[Referring expression data]
────────────────────
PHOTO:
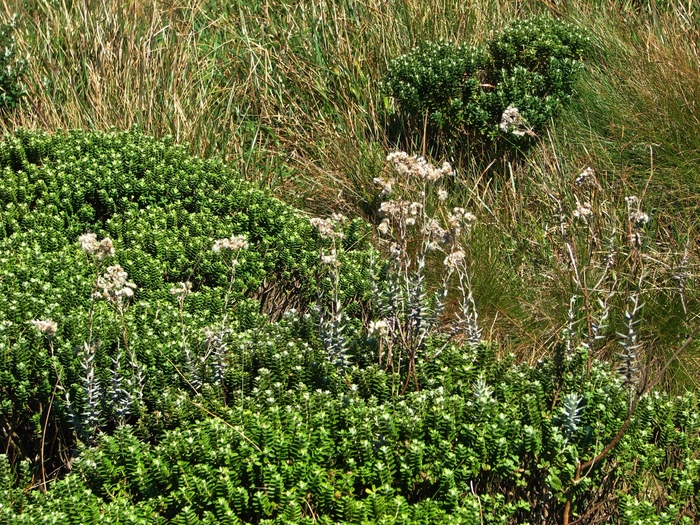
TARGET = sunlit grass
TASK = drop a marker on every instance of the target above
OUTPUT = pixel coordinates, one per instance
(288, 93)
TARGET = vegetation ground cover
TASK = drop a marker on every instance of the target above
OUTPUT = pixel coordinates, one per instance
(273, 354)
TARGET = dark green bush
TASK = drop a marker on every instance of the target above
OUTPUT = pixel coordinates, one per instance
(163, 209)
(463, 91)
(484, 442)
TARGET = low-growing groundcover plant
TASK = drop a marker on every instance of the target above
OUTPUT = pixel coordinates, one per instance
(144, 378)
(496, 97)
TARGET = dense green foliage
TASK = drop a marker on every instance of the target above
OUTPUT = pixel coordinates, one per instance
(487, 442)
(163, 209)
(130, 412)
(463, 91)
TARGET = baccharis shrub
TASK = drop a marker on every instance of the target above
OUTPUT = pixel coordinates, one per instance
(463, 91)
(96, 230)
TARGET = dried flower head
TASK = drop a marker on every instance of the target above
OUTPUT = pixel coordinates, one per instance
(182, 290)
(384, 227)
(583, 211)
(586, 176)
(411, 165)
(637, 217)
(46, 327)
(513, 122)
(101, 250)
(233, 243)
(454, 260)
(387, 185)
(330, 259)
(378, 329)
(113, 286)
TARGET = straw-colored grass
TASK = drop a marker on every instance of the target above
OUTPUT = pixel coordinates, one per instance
────────────────────
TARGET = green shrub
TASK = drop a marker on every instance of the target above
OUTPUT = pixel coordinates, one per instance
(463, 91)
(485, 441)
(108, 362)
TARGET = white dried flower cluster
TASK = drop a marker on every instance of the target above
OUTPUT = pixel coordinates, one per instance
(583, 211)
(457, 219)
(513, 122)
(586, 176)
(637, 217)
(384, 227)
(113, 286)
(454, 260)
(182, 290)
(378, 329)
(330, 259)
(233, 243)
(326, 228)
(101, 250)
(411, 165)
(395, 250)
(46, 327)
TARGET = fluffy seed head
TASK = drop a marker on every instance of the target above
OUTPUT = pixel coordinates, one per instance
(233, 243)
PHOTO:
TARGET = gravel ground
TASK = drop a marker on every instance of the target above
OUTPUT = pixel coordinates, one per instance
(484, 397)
────────────────────
Each line that contains the string "shrub" should be copied from the data above.

TARGET = baccharis shrub
TARGET = green shrub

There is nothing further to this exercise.